● AIM
From the records below, extract all the text exactly and leave the images behind.

=== RECORDS TO PROCESS ===

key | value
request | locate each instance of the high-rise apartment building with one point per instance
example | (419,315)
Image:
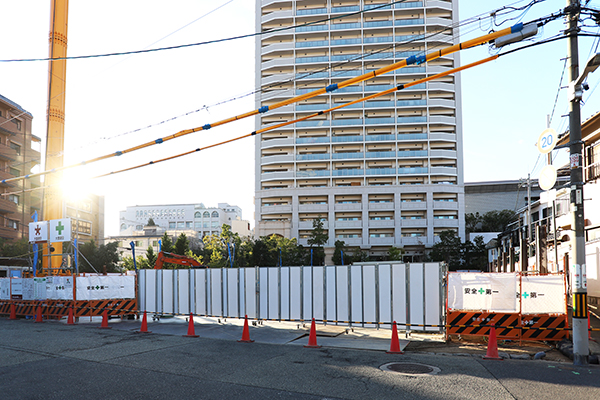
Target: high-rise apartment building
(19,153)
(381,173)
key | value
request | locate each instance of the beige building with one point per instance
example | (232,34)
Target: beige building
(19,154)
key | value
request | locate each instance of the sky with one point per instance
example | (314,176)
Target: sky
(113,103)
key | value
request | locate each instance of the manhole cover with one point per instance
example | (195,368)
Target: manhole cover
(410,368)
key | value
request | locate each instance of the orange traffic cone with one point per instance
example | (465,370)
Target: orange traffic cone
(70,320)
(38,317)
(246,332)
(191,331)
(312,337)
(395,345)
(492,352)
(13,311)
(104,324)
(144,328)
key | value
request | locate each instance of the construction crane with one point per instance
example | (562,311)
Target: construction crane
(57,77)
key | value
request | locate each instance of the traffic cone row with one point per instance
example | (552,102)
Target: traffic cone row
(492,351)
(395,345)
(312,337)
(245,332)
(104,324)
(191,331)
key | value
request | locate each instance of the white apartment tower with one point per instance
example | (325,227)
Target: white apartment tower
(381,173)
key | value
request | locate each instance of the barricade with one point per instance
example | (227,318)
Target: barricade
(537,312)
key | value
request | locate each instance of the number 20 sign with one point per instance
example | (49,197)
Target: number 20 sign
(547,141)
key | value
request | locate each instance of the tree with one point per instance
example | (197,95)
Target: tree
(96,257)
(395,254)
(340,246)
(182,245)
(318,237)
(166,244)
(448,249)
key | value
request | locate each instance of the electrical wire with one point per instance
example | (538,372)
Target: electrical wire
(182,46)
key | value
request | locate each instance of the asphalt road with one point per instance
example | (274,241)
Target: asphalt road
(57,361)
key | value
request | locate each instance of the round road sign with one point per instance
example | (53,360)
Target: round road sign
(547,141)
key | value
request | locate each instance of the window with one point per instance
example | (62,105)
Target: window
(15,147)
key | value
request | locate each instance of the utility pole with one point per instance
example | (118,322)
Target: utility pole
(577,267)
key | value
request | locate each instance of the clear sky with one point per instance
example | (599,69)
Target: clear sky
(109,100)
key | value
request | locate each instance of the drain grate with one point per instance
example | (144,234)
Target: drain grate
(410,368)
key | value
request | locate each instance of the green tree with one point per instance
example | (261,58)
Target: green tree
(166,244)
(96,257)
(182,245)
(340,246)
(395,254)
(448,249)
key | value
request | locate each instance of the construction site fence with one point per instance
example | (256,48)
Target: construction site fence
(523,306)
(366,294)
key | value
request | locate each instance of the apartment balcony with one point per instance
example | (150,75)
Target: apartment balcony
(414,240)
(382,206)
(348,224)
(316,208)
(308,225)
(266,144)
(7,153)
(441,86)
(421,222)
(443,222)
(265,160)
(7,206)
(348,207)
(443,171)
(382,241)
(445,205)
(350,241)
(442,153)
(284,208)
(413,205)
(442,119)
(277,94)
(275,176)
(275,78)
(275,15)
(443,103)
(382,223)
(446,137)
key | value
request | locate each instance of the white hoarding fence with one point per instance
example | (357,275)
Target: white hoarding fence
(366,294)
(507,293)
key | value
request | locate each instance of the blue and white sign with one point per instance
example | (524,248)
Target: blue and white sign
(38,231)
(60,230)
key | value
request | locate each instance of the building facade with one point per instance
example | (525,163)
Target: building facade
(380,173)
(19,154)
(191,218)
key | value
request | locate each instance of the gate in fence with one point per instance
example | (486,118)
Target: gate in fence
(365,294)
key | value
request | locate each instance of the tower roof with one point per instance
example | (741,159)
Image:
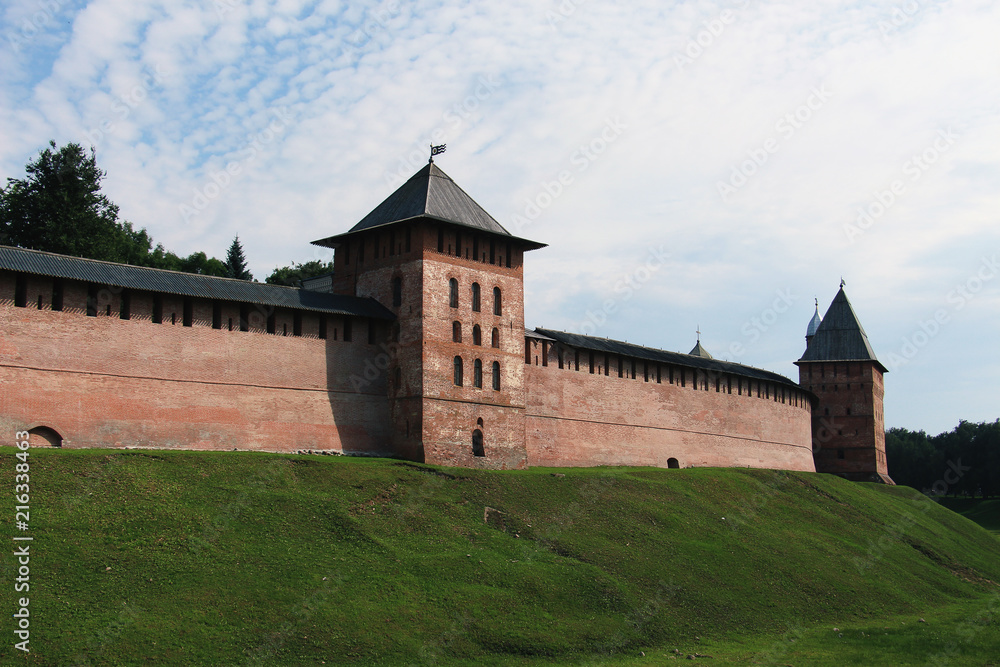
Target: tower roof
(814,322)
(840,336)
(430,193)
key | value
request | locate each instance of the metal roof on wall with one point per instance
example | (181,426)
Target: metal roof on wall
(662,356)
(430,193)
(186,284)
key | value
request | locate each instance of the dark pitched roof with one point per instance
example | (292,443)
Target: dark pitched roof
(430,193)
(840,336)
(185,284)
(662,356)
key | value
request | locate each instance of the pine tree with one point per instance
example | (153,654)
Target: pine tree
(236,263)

===

● SOLUTION TO THIS EXERCISE
key | value
request | locate each instance of the high-rise apartment building with one point per instance
example | (419,315)
Image:
Target: high-rise apartment building
(19,153)
(381,173)
key | value
request | locate each instance of the beige building with one point per instance
example | (232,34)
Target: beige building
(19,154)
key | value
request | locate each instance of the sky with one point per instance
example | (314,176)
Target: sky
(113,103)
key | value
request | locate each instance of the manhole cover with one point per instance
example | (195,368)
Target: manhole cover
(410,368)
key | value
request | locate each instance of the orange traffic cone with one point per instance
example | (465,370)
Target: orange traffic cone
(70,320)
(38,317)
(246,332)
(191,331)
(312,337)
(395,345)
(492,352)
(13,311)
(104,324)
(144,328)
key | value
request | locate each instance of the construction crane with one point per instance
example | (562,311)
Target: construction crane
(57,77)
key | value
request | locate each instance of the traffic cone row with one point per instance
example | (552,102)
Target: traffic cone row
(492,351)
(395,345)
(312,337)
(245,332)
(104,324)
(191,331)
key | value
request | locate each instance of the white apartment tower with one point per instance
example | (325,227)
Target: white apartment tower
(381,173)
key | value
request | locate each instance of the barricade with one point per instance
example | (227,318)
Target: barricade
(537,312)
key | value
request | locate each instance of the number 20 sign with one point per instance
example | (49,197)
Target: number 20 sign
(547,141)
key | value
request | locate each instance of the tree with one point per instance
example | (197,95)
Target: tree
(96,257)
(395,254)
(340,246)
(182,245)
(318,237)
(166,244)
(448,249)
key | value
request | locate each instance of the electrical wire with one point per instance
example | (538,372)
Target: electrical wire
(182,46)
key | value
request | locate each instance of the asphalt road with one point per instance
example | (274,241)
Target: asphalt road
(57,361)
key | value
request | locate each instance of the round road sign with one point per instance
example | (53,360)
Target: round road sign
(547,141)
key | value
request | locate each instance of the window with one point per instance
example | (62,105)
Target: window
(15,147)
key | value
request | locate each instance of the utility pole with one point per instance
example | (118,322)
Target: utility pole
(577,267)
key | value
request | locate each instance of the clear sky with one point per instance
example | (599,69)
Target: clear sky
(109,100)
key | value
request | locate each instance of the drain grate with one point per instance
example | (144,234)
Target: drain grate
(410,368)
key | value
request | locate each instance of the green tree with one point per instance
example | (261,58)
Target: green tree
(166,244)
(96,257)
(182,245)
(340,246)
(395,254)
(448,249)
key | value
request | locate each instance of the construction site fence with one point per instance
example | (256,48)
Target: construction site fence
(523,306)
(366,294)
key | value
request | locate each instance of the apartment balcony with one point per instance
example | (150,75)
Target: apartment balcony
(414,240)
(382,206)
(348,224)
(316,208)
(308,225)
(266,144)
(7,153)
(441,86)
(421,222)
(443,222)
(265,160)
(7,206)
(348,207)
(443,171)
(382,241)
(445,205)
(350,241)
(442,153)
(284,208)
(413,205)
(442,119)
(277,94)
(275,176)
(275,78)
(275,15)
(443,103)
(382,223)
(446,137)
key | value
request | locate each instance of the white hoarding fence with one point per instance
example | (357,275)
Target: white hoarding fence
(366,294)
(507,293)
key | value
request | locate each instance of the blue and white sign with one point per instance
example | (524,248)
Target: blue and white sign
(38,231)
(60,230)
key | value
request | locate each instance of the building facade with one point per instance
example | (525,163)
Target: building facade
(380,173)
(19,154)
(191,218)
key | value
request | locate each instance of the gate in fence with one point per instance
example | (486,118)
Target: gate in fence
(365,294)
key | value
request | locate each instance of the tower roof with one point per instance
example | (741,159)
Image:
Target: tower roof
(814,322)
(840,336)
(430,193)
key | value
request | locate each instance of the metal roof on wall with one point per instance
example | (181,426)
Target: metal roof on wall
(662,356)
(430,193)
(186,284)
key | value
request | locate each instance of the dark pitched roof with one point per instance
example | (292,443)
Target: dark pitched roof
(430,193)
(840,336)
(185,284)
(662,356)
key | value
request | locate each instance of the pine tree with one point per instance
example | (153,654)
Target: pine tree
(236,263)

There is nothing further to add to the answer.